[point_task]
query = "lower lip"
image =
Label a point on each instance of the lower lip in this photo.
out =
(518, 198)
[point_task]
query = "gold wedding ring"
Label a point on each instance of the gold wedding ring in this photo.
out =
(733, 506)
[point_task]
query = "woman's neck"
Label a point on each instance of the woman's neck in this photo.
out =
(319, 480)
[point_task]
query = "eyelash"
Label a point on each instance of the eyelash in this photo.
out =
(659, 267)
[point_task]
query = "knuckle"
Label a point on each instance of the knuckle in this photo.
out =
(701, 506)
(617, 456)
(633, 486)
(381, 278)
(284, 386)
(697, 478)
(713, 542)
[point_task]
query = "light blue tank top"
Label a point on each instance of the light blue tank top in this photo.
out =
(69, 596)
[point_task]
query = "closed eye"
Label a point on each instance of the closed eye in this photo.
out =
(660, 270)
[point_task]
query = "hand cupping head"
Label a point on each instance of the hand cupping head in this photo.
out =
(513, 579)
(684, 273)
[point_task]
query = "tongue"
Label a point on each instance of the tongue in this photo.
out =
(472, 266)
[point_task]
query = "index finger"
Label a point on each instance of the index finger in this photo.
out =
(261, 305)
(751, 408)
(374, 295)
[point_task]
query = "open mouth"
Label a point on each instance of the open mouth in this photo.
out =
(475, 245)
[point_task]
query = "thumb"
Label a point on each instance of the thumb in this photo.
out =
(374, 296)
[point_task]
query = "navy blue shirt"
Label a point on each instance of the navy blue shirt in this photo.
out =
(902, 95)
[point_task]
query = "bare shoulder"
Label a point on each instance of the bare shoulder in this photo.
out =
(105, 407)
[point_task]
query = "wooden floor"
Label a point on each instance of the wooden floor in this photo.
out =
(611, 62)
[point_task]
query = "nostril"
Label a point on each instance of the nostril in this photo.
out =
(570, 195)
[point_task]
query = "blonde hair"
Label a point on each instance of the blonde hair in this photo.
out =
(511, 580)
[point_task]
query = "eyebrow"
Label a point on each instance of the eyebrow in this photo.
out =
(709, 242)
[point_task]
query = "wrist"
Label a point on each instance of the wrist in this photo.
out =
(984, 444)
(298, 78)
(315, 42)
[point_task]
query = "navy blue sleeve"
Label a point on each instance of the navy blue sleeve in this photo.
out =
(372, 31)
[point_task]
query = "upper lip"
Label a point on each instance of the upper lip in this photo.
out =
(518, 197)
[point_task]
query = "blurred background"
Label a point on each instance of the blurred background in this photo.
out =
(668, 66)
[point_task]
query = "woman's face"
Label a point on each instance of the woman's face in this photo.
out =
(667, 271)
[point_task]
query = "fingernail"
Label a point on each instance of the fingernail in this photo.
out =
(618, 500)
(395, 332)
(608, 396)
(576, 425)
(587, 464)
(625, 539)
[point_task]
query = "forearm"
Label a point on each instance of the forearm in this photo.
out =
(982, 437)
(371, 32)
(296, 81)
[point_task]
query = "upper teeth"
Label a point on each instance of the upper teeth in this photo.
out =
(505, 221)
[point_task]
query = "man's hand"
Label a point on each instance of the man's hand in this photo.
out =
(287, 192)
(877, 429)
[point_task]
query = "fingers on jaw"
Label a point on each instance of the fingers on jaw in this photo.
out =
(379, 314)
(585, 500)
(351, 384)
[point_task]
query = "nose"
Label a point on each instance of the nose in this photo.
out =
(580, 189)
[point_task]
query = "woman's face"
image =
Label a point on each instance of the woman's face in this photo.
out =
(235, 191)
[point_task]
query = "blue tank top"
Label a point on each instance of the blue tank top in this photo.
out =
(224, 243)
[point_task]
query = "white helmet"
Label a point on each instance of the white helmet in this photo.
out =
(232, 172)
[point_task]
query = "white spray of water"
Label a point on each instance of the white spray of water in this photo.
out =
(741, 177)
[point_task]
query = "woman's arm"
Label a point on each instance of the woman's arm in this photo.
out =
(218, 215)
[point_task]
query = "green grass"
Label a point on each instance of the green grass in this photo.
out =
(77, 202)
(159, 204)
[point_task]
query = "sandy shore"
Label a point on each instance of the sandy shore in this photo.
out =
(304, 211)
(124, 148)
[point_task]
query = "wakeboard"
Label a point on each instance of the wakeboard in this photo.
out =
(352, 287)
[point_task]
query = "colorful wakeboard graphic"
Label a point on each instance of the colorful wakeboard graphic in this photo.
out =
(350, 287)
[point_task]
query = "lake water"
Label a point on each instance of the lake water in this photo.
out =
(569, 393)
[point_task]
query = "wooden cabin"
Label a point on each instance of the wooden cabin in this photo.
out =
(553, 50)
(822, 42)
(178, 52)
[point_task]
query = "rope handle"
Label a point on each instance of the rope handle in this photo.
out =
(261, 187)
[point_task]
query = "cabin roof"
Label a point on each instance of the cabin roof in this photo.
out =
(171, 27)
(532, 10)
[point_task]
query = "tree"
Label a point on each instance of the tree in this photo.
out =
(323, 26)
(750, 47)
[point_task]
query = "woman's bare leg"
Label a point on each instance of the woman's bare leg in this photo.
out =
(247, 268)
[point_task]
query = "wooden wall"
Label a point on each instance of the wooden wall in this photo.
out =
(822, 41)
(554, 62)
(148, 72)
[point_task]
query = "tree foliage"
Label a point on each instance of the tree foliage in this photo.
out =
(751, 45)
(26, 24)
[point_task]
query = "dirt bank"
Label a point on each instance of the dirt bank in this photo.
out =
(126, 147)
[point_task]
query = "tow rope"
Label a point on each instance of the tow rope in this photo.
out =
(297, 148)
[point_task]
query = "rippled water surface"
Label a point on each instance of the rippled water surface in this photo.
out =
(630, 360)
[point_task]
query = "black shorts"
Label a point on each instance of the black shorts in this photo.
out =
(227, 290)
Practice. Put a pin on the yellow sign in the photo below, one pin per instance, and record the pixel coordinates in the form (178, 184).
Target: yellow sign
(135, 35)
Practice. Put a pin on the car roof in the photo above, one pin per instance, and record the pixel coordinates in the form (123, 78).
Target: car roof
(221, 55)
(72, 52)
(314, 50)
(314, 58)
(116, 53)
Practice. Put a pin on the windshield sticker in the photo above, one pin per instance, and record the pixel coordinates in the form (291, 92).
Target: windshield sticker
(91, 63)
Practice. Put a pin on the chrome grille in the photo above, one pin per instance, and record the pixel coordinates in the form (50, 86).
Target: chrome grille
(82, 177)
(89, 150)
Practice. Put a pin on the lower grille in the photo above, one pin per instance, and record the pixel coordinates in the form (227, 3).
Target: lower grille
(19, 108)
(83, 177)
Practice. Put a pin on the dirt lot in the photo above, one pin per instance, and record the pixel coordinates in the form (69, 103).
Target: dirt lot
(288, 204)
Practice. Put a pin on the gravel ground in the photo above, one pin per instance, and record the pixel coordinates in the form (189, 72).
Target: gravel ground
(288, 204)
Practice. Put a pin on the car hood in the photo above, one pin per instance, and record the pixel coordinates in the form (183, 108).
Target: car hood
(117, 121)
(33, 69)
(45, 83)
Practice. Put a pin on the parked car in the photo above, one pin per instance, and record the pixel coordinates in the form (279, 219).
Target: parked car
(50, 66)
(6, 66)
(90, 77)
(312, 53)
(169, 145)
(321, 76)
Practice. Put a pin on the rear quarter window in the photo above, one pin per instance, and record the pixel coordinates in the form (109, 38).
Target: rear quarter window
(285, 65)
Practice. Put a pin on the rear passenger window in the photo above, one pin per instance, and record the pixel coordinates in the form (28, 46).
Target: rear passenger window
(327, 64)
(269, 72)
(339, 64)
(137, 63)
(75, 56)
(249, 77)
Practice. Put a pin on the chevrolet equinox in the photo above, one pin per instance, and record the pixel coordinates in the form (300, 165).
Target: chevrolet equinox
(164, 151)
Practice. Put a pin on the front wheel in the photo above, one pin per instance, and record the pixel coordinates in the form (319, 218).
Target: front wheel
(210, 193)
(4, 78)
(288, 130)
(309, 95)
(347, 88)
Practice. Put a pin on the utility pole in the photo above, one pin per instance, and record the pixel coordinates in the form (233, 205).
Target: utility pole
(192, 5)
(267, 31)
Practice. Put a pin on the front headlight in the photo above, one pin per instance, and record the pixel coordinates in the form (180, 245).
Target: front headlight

^^^^

A bare number is required: the count of lines above with the string "green".

2